# REQUEST
Quote all of the entries word for word.

---------- EXCERPTED DATA

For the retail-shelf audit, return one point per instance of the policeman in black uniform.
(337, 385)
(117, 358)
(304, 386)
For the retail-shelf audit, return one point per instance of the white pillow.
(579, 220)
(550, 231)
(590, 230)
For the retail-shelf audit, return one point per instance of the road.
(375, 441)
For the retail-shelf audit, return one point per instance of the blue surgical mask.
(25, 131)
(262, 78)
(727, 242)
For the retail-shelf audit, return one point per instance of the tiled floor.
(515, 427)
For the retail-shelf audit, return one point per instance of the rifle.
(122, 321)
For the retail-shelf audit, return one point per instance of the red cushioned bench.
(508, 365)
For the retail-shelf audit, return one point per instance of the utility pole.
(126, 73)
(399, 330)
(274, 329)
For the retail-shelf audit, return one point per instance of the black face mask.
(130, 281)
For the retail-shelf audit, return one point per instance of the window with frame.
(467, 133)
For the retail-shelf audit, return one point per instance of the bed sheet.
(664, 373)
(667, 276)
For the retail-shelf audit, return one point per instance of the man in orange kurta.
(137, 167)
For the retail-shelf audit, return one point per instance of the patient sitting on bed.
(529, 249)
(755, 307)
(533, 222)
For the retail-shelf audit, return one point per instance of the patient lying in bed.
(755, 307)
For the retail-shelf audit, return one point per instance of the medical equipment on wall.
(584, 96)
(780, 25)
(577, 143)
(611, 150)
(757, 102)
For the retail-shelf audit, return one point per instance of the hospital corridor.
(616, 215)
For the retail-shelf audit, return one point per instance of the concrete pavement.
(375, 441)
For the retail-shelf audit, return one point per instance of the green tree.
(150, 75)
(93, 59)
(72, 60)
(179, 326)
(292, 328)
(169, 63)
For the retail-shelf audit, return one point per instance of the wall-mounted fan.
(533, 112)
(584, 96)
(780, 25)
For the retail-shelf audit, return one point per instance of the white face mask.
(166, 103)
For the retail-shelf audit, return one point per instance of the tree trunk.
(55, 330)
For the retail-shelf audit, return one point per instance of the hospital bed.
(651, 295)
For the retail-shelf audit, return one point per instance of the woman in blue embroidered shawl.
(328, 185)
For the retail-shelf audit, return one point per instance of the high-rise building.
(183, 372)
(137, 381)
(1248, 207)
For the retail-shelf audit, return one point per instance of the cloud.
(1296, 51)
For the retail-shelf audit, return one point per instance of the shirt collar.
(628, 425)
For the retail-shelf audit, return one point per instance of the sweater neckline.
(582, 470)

--------------------

# FULL OUTPUT
For the retail-shelf audit, return one point per instance of the policeman in black uniform.
(337, 385)
(117, 358)
(304, 386)
For the retail-shelf audit, return one point per instance of the white pillow.
(579, 220)
(550, 231)
(590, 230)
For the retail-shelf audit, return one point per instance of the road.
(375, 441)
For the retail-shelf audit, return one point per instance of the blue surgical mask.
(25, 131)
(262, 78)
(727, 242)
For the retail-shelf audit, return one point per instance of the tiled floor.
(515, 427)
For the retail-shelf audit, return one point per instance of the rifle.
(122, 321)
For the retail-shelf audit, return one point per instance of the red cushioned bench.
(508, 365)
For the retail-shelf audit, return one point per instance of the utility pole.
(126, 73)
(399, 330)
(274, 329)
For the retail-shelf audit, return one point per instance of the black face mask.
(130, 281)
For the retail-shelf audit, return one point per instance of the window with frame.
(467, 133)
For the retail-shelf audit, return one point per instance of the bed sheet.
(664, 373)
(667, 276)
For the retail-shelf audit, return one point per instance of the man in orange kurta.
(137, 167)
For the retail-shelf audit, return one point per instance of the patient sitting on bed.
(529, 249)
(755, 307)
(533, 222)
For the retail-shelf audit, return one point per instance of the patient lying in bed.
(755, 307)
For the retail-shelf audit, return one point per instance of the medical equipment on wall.
(584, 96)
(780, 25)
(577, 143)
(611, 150)
(757, 102)
For the retail-shelf audit, return one point per instance of the hospital corridor.
(616, 215)
For the retail-shelf audit, return one point per instance of the concrete pavement.
(375, 441)
For the retail-shelf audit, return one point per instance of the green tree.
(150, 75)
(93, 59)
(72, 60)
(179, 326)
(292, 328)
(169, 63)
For the retail-shelf audit, return one point per instance of the wall-mounted fan.
(533, 112)
(584, 96)
(780, 25)
For the retail-shelf audit, return one point per instance of the white face mask.
(166, 103)
For the retail-shelf audit, return one point per instance of the tree trunk.
(55, 330)
For the retail-shelf audit, return one point per instance of the hospital bed.
(651, 295)
For the retail-shelf audit, return one point per instance of the woman in blue embroidered shawl.
(328, 185)
For the retail-shelf audit, return one point per instance of the high-rise building.
(183, 372)
(137, 381)
(1248, 207)
For the retail-shelf audit, return one point per instance of the cloud.
(1296, 51)
For the retail-shelf audit, return one point per instance of the shirt collar.
(628, 425)
For the retail-shelf audit, return one point per instance of the sweater neckline.
(582, 470)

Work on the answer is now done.